• **Фрагмент источника**
• • • • •
Мигрирующие либералы, левые консерваторы и исчезающий либеральный интеллектуал

Эрик Лотт. Исчезающий либеральный интеллектуал (Eric Lott. The disappearing liberal intellectual. New York: basic books. 260 pages).

Вечером 31 января 1998 года двести профессоров и аспирантов собрались в Калифорнийском университете, Санта-Крус, чтобы обсудить тревожную новость. "Призрак бродит по пустыне американской интеллектуальной жизни, - объявил ведущий, - призрак левого консерватизма". Конференция, на которую были приглашены такие авторитеты, как Джудит Батлер, Уэнди Браун, Джонатан Арак и Пол А. Бове, была посвящена той очевидной для всех трещине, которая пролегла во второй половине 1990 годов между так называемыми культурными левыми и реальными левыми.

В чем различие между этими двумя группами? Общепринятое в то время мнение заключалось в том, что элита "культурных левых" состояла из одержимых теорией антиамерикански настроенных профессоров-релятивистов, которые писали малопонятные трактаты и предпочитали политической деятельности этнически и гендерно ориентированную активность. В отличие от них реальные левые были гуманистами-прагматиками, типичными "людьми шестидесятых", увлекавшимися созданием коалиций (например, с рабочим движением), питавшие отвращение к классовому неравенству и возлагавшие надежды на достижение политических перемен путем победы на выборах.

Хотя в этих утрированных характеристиках и есть некоторая доля истины, мне всегда казалось, что обе стороны (возможно, преднамеренно) совершенно не понимали друг друга, потому что говорили о разных вещах. В конце концов, что может реально означать "триумф" расы над классом или наоборот? Кто может поверить в существование абсолютно деполитизированной культуры или в политику, для которой культурные аспекты не играют никакой роли? Кто-нибудь реально сомневается, что различие между протестом профессора Лоренса Саммерса в Гарварде и протестом против вторжения в Ирак в Вашингтоне, округ Колумбия, носит качественный, а не количественный характер? У меня сложилось убеждение, что культурных и реальных левых объединяет озабоченность не столько перспективами левого движения, сколько той ролью, которую призваны играть в нем интеллектуалы. Не гнушающиеся общественной деятельностью интеллектуалы предпочитают игнорировать неизбежно возникающее напряжение между разными дискурсами, делая вид, что идеологическая последовательность и доступность для масс легко сочетаются друг с другом. Разумеется, это не так, и атака на левый консерватизм является наглядным симптомом наличия этого противоречия.
• • • • •
• **Задание 1**
Перепишите записи ниже целиком, заменив в них «boxes» на «regions». Остальное оставьте без изменений.
Рецензия и записи никак не связаны между собой.
• • • • •
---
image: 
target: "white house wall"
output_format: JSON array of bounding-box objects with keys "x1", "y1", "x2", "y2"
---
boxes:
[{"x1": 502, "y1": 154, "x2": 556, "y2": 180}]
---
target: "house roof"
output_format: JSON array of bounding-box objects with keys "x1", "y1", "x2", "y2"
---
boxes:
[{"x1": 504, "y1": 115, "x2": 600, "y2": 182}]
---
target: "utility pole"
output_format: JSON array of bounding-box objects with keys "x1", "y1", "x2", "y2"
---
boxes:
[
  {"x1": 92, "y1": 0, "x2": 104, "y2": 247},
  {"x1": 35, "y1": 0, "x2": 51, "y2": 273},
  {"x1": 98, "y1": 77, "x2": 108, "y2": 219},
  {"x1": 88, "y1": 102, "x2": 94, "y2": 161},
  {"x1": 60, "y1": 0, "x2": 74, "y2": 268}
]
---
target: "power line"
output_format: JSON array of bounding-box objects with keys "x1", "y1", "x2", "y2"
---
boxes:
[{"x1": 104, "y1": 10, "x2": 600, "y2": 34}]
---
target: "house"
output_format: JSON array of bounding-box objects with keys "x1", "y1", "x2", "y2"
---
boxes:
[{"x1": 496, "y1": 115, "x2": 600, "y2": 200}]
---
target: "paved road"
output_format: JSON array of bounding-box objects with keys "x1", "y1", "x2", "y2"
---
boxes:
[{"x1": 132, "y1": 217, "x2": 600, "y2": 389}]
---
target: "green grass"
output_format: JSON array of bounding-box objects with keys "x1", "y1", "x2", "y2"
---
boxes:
• • • • •
• **Задание 2**
Изложите в виде списка абзац рецензии, который начинается словами «В чем различие между этими двумя группами?». Сохраните его главные факты.

• **Ответ 1**
---
image: 
target: "white house wall"
output_format: JSON array of bounding-box objects with keys "x1", "y1", "x2", "y2"
---
regions:
[{"x1": 502, "y1": 154, "x2": 556, "y2": 180}]
---
target: "house roof"
output_format: JSON array of bounding-box objects with keys "x1", "y1", "x2", "y2"
---
regions:
[{"x1": 504, "y1": 115, "x2": 600, "y2": 182}]
---
target: "utility pole"
output_format: JSON array of bounding-box objects with keys "x1", "y1", "x2", "y2"
---
regions:
[
  {"x1": 92, "y1": 0, "x2": 104, "y2": 247},
  {"x1": 35, "y1": 0, "x2": 51, "y2": 273},
  {"x1": 98, "y1": 77, "x2": 108, "y2": 219},
  {"x1": 88, "y1": 102, "x2": 94, "y2": 161},
  {"x1": 60, "y1": 0, "x2": 74, "y2": 268}
]
---
target: "power line"
output_format: JSON array of bounding-box objects with keys "x1", "y1", "x2", "y2"
---
regions:
[{"x1": 104, "y1": 10, "x2": 600, "y2": 34}]
---
target: "house"
output_format: JSON array of bounding-box objects with keys "x1", "y1", "x2", "y2"
---
regions:
[{"x1": 496, "y1": 115, "x2": 600, "y2": 200}]
---
target: "paved road"
output_format: JSON array of bounding-box objects with keys "x1", "y1", "x2", "y2"
---
regions:
[{"x1": 132, "y1": 217, "x2": 600, "y2": 389}]
---
target: "green grass"
output_format: JSON array of bounding-box objects with keys "x1", "y1", "x2", "y2"
---
regions:

• **Ответ 2**
По общепринятому в то время мнению:
- «Культурные левые» — элита из одержимых теорией, антиамерикански настроенных профессоров-релятивистов. Они писали малопонятные трактаты и предпочитали политической деятельности этнически и гендерно ориентированную активность.
- Реальные левые — гуманисты-прагматики, типичные «люди шестидесятых». Они создавали коалиции (например, с рабочим движением), питали отвращение к классовому неравенству и надеялись на политические перемены через победу на выборах.